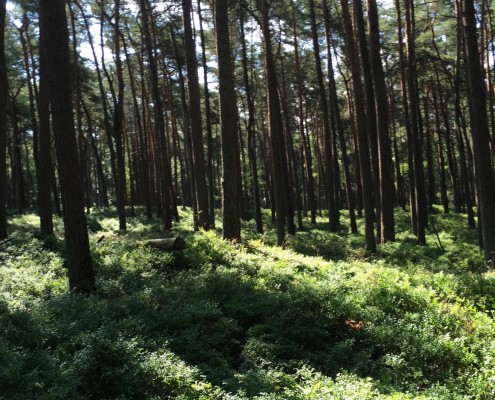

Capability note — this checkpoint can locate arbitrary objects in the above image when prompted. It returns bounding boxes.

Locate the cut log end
[143,236,186,250]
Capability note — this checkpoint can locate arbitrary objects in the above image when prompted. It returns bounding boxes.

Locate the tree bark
[341,0,376,252]
[40,0,95,292]
[368,0,395,243]
[215,0,242,241]
[182,0,210,230]
[0,0,8,240]
[462,0,495,266]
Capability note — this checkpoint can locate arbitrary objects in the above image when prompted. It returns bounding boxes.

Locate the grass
[0,210,495,400]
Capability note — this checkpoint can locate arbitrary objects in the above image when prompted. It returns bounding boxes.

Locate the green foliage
[0,211,495,400]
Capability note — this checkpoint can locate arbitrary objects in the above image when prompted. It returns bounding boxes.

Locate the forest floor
[0,210,495,400]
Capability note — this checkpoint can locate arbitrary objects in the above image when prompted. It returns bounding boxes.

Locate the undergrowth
[0,210,495,400]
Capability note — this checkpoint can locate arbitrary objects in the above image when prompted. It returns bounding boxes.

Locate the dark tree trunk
[341,0,376,252]
[405,0,427,245]
[139,0,172,230]
[291,1,316,225]
[462,0,495,266]
[309,0,340,232]
[0,0,8,240]
[40,0,95,292]
[38,12,55,235]
[215,0,242,241]
[260,0,290,246]
[198,0,215,228]
[368,0,395,243]
[182,0,210,230]
[240,3,263,233]
[112,0,127,230]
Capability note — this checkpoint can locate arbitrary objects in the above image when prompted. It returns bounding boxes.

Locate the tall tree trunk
[368,0,395,243]
[260,0,290,246]
[291,0,316,225]
[182,0,210,230]
[40,0,95,292]
[0,0,9,240]
[462,0,495,266]
[239,6,263,233]
[139,0,172,230]
[353,0,382,241]
[215,0,242,241]
[38,10,55,235]
[112,0,127,230]
[341,0,376,252]
[309,0,339,232]
[198,0,215,228]
[405,0,427,245]
[322,0,358,233]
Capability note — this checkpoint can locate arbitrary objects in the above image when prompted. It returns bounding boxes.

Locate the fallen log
[143,236,186,250]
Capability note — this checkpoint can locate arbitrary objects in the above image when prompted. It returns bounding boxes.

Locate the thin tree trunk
[215,0,242,241]
[462,0,495,266]
[341,0,376,252]
[240,3,263,233]
[40,0,95,292]
[182,0,210,230]
[0,0,8,240]
[366,0,395,243]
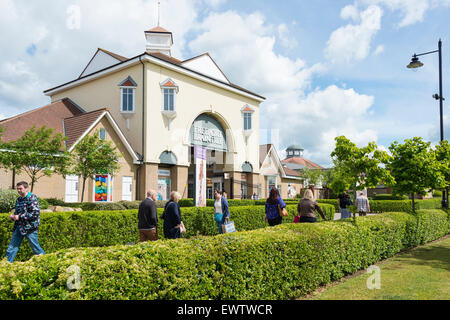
━━━━
• What is asked: Find every line in the entries above that contains the string "trunk", matching case exactly, and copy each such line.

• Reply to the exercise:
Locate the dark tree trunk
Locate the tall tree trunk
Locate the thin tree trunk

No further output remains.